Convert every line of the listing below into a JSON list of strings, one string per line, with blank lines omitted.

Records held in a dataset:
>>>
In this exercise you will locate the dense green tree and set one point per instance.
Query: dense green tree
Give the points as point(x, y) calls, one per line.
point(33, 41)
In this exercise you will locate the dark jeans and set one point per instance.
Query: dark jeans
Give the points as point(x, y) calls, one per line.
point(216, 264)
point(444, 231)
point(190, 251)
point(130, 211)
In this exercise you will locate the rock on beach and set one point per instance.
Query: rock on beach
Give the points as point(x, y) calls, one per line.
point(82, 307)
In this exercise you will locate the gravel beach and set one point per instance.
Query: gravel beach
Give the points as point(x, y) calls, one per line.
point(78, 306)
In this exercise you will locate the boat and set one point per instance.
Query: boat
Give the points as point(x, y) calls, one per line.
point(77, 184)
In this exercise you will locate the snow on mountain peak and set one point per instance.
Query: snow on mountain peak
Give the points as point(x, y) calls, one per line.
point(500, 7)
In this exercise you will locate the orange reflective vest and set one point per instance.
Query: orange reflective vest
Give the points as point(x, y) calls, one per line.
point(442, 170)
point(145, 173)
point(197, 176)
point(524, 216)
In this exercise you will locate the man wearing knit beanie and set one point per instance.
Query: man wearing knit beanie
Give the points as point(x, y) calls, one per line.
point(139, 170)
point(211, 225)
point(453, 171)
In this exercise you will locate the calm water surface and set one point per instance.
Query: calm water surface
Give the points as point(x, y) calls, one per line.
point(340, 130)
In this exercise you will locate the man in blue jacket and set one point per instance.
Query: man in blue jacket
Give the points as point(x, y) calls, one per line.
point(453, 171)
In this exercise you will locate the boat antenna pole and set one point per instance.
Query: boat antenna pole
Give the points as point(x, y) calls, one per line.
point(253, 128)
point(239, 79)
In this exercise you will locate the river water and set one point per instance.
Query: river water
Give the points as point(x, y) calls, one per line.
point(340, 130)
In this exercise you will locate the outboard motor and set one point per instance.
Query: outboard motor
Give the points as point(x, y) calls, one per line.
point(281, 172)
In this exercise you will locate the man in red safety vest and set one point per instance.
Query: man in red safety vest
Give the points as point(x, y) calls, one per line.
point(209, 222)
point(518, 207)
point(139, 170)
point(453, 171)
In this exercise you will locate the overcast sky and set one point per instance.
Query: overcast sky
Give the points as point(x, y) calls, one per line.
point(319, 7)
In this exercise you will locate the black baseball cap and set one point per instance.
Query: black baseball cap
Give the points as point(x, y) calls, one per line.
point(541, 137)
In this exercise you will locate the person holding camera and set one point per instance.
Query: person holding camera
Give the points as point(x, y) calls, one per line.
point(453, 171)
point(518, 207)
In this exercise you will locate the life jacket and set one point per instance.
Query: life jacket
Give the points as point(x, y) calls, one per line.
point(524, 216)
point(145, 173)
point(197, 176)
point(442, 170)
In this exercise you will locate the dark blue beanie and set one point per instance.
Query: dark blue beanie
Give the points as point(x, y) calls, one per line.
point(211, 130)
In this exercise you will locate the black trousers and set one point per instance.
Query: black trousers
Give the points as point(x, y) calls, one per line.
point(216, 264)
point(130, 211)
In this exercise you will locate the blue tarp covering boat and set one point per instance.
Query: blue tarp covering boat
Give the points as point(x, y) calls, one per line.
<<<
-- SOLVED PROBLEM --
[
  "In this exercise you will locate the dense green tree and set one point per instance.",
  "Query: dense green tree",
  "Give the points as point(x, y) calls, one per line.",
  "point(33, 41)",
  "In this exercise you will locate the dark jeans and set one point per instance.",
  "Query: dark jeans",
  "Give the points as point(x, y) calls, one per line.",
  "point(216, 264)",
  "point(444, 231)",
  "point(190, 251)",
  "point(130, 211)",
  "In this exercise you will locate the rock on beach and set one point per instance.",
  "Query: rock on beach",
  "Give the points as point(x, y) calls, one per line.",
  "point(82, 307)",
  "In this exercise you will locate the gravel beach and set one point per instance.",
  "Query: gravel beach",
  "Give the points as point(x, y) calls, one per line.",
  "point(78, 306)",
  "In this exercise you will locate the boat and set one point per instance.",
  "Query: boat",
  "Give the points as point(x, y) calls, one per line.",
  "point(77, 184)",
  "In this exercise you will locate the snow on mountain peak and set one point per instance.",
  "Query: snow on mountain peak",
  "Give the points as point(x, y) calls, one per line.",
  "point(500, 7)",
  "In this exercise you will locate the orange reflective vest and set one point per instance.",
  "Query: orange reflective vest",
  "Give the points as point(x, y) calls, one per line.",
  "point(442, 170)",
  "point(145, 173)",
  "point(197, 176)",
  "point(524, 216)",
  "In this exercise you will locate the man wearing knit beanie and set one point per instance.",
  "Query: man wearing knit beanie",
  "Give the points as point(x, y) calls, one per line.",
  "point(139, 170)",
  "point(211, 225)",
  "point(453, 171)",
  "In this exercise you will locate the calm water surface and set one point per instance.",
  "Query: calm water surface",
  "Give the points as point(x, y) calls, one per line.",
  "point(340, 130)",
  "In this exercise you will locate the man in blue jacket and set one point per instance.",
  "Query: man in blue jacket",
  "Give the points as point(x, y) calls, one per line.",
  "point(453, 171)",
  "In this exercise you will locate the boat antenna pole and set one point per instance.",
  "Query: boat antenna pole",
  "Give the points as point(x, y) calls, one per line.",
  "point(253, 128)",
  "point(239, 79)",
  "In this exercise you will locate the river water and set one point per instance.",
  "Query: river water",
  "Give the points as point(x, y) calls, one per line.",
  "point(340, 130)",
  "In this exercise you will locate the outboard motor and set one point per instance.",
  "Query: outboard motor",
  "Give the points as point(x, y) calls, one per line.",
  "point(281, 172)",
  "In this exercise you will locate the man in red safety vest and set one point per instance.",
  "Query: man in red safety vest",
  "Give the points as point(x, y) calls, one per line.",
  "point(209, 222)",
  "point(518, 207)",
  "point(139, 170)",
  "point(453, 171)",
  "In this exercise you will locate the overcast sky and set one point per instance.",
  "Query: overcast sky",
  "Give the points as point(x, y) calls, one per line.",
  "point(319, 7)",
  "In this exercise you will locate the black baseball cap and set one point per instance.",
  "Query: black baseball cap",
  "Give the points as point(x, y) calls, one per line.",
  "point(541, 137)",
  "In this exercise you will locate the person holding camera and set one point per instance.",
  "Query: person holding camera",
  "Give the points as point(x, y) calls, one per line.",
  "point(453, 171)",
  "point(518, 207)",
  "In this exercise you will locate the life jacket and set one point per instance.",
  "Query: life jacket",
  "Give the points as point(x, y) calls, one per line.",
  "point(524, 216)",
  "point(145, 173)",
  "point(197, 176)",
  "point(442, 170)",
  "In this exercise you will locate the dark blue beanie and set one point per instance.",
  "Query: dark blue beanie",
  "Give the points as point(x, y) calls, one per line.",
  "point(211, 130)",
  "In this exercise you will locate the black trousers and set one point per instance.",
  "Query: black trousers",
  "Give the points as point(x, y) calls, one per line.",
  "point(216, 264)",
  "point(130, 211)",
  "In this exercise you will locate the blue tarp covering boat and set one point per instance.",
  "Query: blue tarp covering boat",
  "Give the points as point(x, y) calls, one per line."
]